## Extracted entries
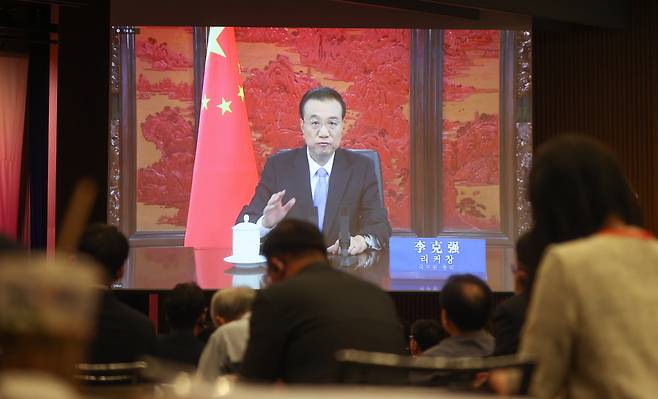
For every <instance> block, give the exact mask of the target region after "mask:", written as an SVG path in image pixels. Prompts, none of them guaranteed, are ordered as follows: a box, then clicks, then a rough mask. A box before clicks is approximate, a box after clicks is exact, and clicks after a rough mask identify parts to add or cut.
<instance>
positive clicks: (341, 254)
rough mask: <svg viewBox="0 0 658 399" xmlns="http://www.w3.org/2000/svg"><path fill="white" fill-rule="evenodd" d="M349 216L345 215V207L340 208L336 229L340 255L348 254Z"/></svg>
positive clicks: (349, 245) (348, 235) (348, 237)
mask: <svg viewBox="0 0 658 399" xmlns="http://www.w3.org/2000/svg"><path fill="white" fill-rule="evenodd" d="M349 226H350V225H349V218H348V216H347V208H345V207H343V208H340V216H339V230H338V248H339V249H340V256H348V255H349V252H348V251H349V249H350V238H351V235H350V227H349Z"/></svg>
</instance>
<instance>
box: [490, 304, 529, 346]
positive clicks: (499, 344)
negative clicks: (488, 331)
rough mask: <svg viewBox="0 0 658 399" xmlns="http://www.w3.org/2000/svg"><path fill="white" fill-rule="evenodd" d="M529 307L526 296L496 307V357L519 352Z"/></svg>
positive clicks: (494, 334)
mask: <svg viewBox="0 0 658 399" xmlns="http://www.w3.org/2000/svg"><path fill="white" fill-rule="evenodd" d="M527 306H528V299H527V296H526V295H514V296H513V297H511V298H509V299H507V300H506V301H505V302H503V303H501V304H500V305H498V306H497V307H496V310H495V311H494V314H493V319H492V321H493V329H494V336H495V337H496V349H494V355H495V356H499V355H511V354H514V353H516V351H517V350H518V348H519V335H520V334H521V329H522V328H523V323H524V322H525V311H526V307H527Z"/></svg>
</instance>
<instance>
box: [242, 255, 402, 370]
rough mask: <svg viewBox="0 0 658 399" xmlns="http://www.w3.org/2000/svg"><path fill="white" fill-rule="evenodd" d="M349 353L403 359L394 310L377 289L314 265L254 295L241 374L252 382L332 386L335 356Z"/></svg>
mask: <svg viewBox="0 0 658 399" xmlns="http://www.w3.org/2000/svg"><path fill="white" fill-rule="evenodd" d="M348 348H353V349H360V350H366V351H378V352H389V353H397V354H403V353H404V352H405V340H404V333H403V329H402V326H401V324H400V322H399V321H398V317H397V313H396V309H395V307H394V306H393V302H392V300H391V298H390V297H389V295H388V294H387V293H386V292H384V291H382V290H381V289H379V288H378V287H375V286H374V285H372V284H370V283H367V282H365V281H362V280H360V279H357V278H356V277H353V276H350V275H348V274H346V273H344V272H342V271H339V270H336V269H333V268H331V267H330V266H329V265H328V264H326V263H322V262H321V263H315V264H312V265H309V266H307V267H306V268H305V269H303V270H302V271H300V272H299V273H298V274H297V275H295V276H293V277H291V278H289V279H287V280H284V281H281V282H278V283H275V284H273V285H272V286H270V287H269V288H266V289H264V290H261V291H260V292H259V293H258V294H257V296H256V300H255V302H254V305H253V307H252V314H251V323H250V338H249V343H248V345H247V351H246V353H245V357H244V360H243V363H242V368H241V374H242V376H243V377H245V378H246V379H248V380H252V381H256V382H259V381H260V382H266V381H268V382H271V381H276V380H279V379H280V380H283V381H285V382H290V383H332V382H337V377H338V376H337V363H336V361H335V358H334V356H335V353H336V351H337V350H339V349H348Z"/></svg>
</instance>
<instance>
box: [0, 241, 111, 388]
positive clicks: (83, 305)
mask: <svg viewBox="0 0 658 399" xmlns="http://www.w3.org/2000/svg"><path fill="white" fill-rule="evenodd" d="M100 279H101V270H100V269H99V268H98V266H97V265H96V264H94V263H90V264H85V262H83V261H82V260H72V259H68V258H58V257H57V256H56V257H53V258H51V257H49V258H46V257H45V256H39V255H35V254H33V255H31V256H30V257H26V256H17V255H15V256H13V257H7V258H3V259H2V267H0V309H2V310H1V311H0V370H7V369H13V370H26V371H39V372H41V373H46V374H49V375H53V376H57V377H59V378H63V379H65V380H68V381H69V382H73V381H74V373H75V365H76V364H78V363H80V362H82V361H83V358H84V354H85V350H86V349H87V347H88V342H89V340H90V339H91V338H92V337H93V334H94V332H95V331H94V320H96V314H97V303H98V294H99V290H98V289H97V285H98V284H99V283H100Z"/></svg>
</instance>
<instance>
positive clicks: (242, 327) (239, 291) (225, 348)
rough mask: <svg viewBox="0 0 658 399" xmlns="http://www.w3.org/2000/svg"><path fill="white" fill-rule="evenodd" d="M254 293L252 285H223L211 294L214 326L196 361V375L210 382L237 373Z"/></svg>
mask: <svg viewBox="0 0 658 399" xmlns="http://www.w3.org/2000/svg"><path fill="white" fill-rule="evenodd" d="M255 296H256V293H255V292H254V290H252V289H251V288H247V287H236V288H224V289H222V290H220V291H217V292H216V293H215V295H213V297H212V301H211V314H212V317H213V321H214V323H215V325H216V326H217V329H216V330H215V332H213V334H212V335H211V336H210V339H208V343H207V344H206V347H205V348H204V349H203V354H202V355H201V359H200V361H199V367H198V369H197V376H198V377H199V378H200V379H202V380H205V381H213V380H215V379H216V378H217V377H219V376H220V375H224V374H234V373H237V372H238V370H239V367H240V364H241V363H242V358H243V357H244V352H245V350H246V348H247V341H248V339H249V321H250V316H251V313H250V311H251V305H252V303H253V302H254V297H255Z"/></svg>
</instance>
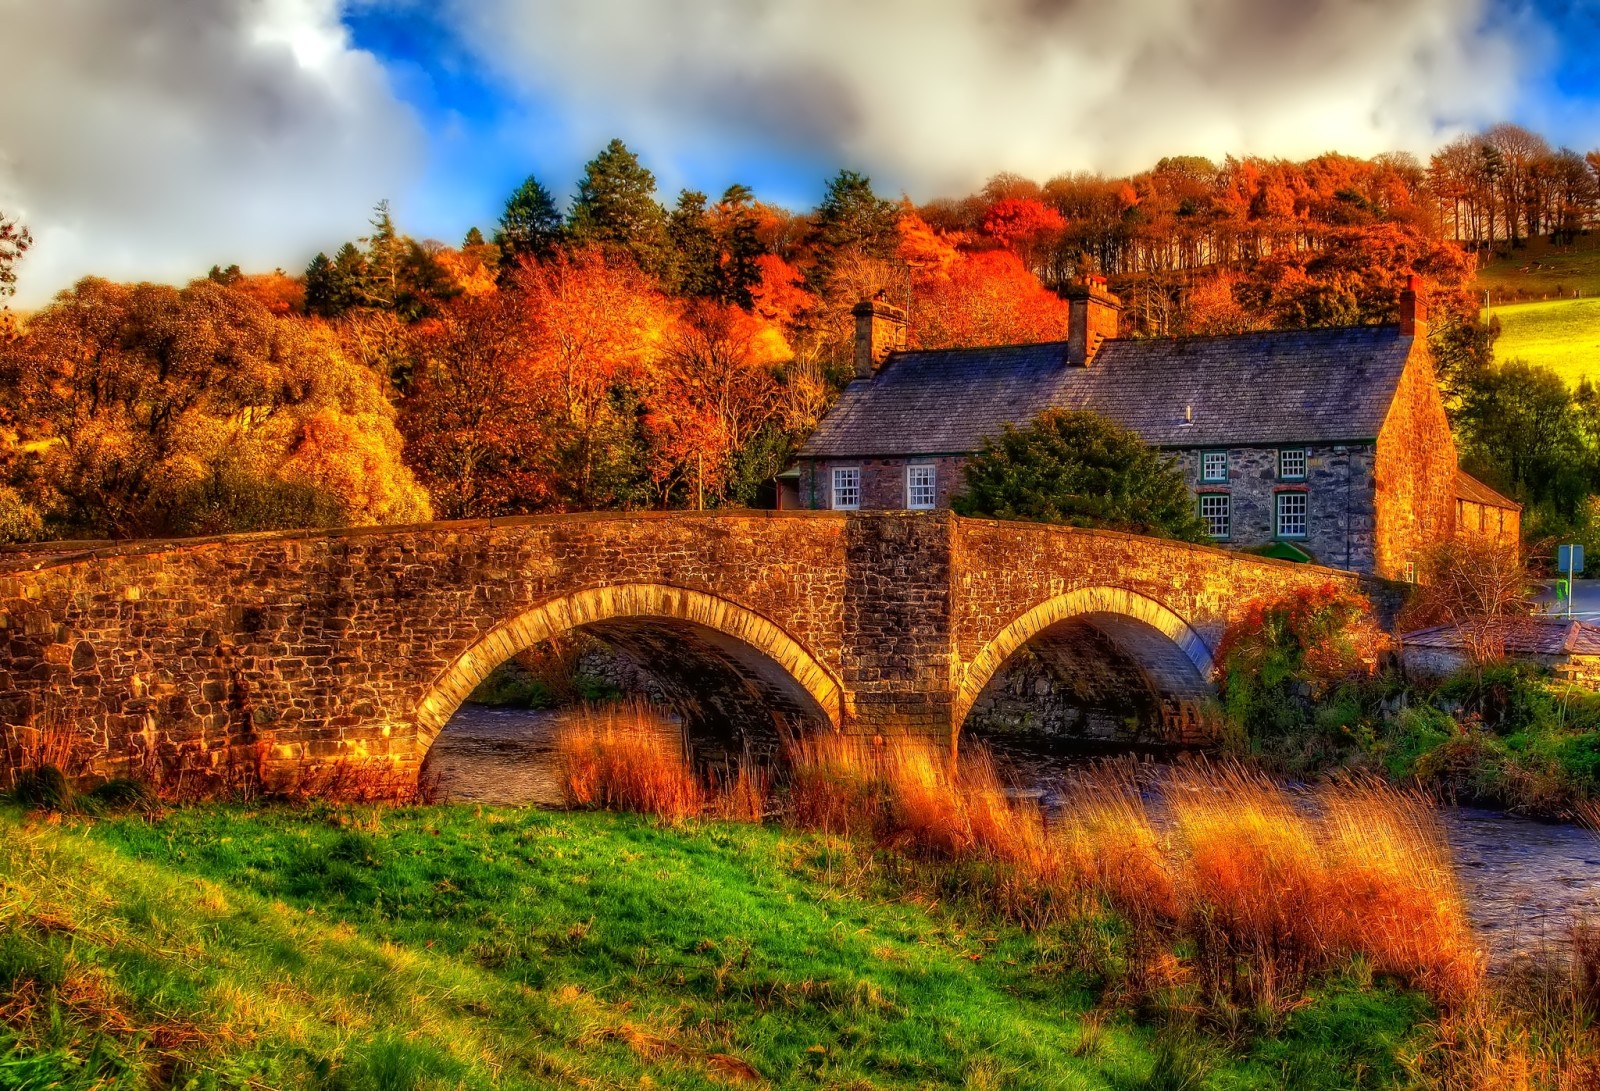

## To do
From the listing above, return the lines starting at the one with "box: [0, 241, 111, 388]" and ending at the one with "positive clicks: (242, 327)", both kept, exactly as they appear and nothing more.

## Result for this task
box: [0, 241, 111, 388]
positive clicks: (83, 305)
mask: <svg viewBox="0 0 658 399" xmlns="http://www.w3.org/2000/svg"><path fill="white" fill-rule="evenodd" d="M100 279H101V270H100V269H99V268H98V266H97V265H96V264H94V263H90V264H85V262H83V261H82V260H72V259H68V258H58V257H57V256H56V257H53V258H51V257H49V258H46V257H45V256H39V255H35V254H33V255H31V256H30V257H26V256H17V255H15V256H13V257H7V258H3V259H2V267H0V309H2V310H1V311H0V370H7V369H13V370H26V371H39V372H41V373H46V374H49V375H53V376H57V377H59V378H63V379H65V380H68V381H69V382H73V381H74V373H75V365H76V364H78V363H80V362H82V361H83V358H84V354H85V350H86V349H87V347H88V342H89V340H90V339H91V338H92V337H93V334H94V332H95V331H94V320H96V314H97V303H98V294H99V290H98V289H97V285H98V284H99V283H100Z"/></svg>
</instance>
<instance>
positive clicks: (242, 327) (239, 291) (225, 348)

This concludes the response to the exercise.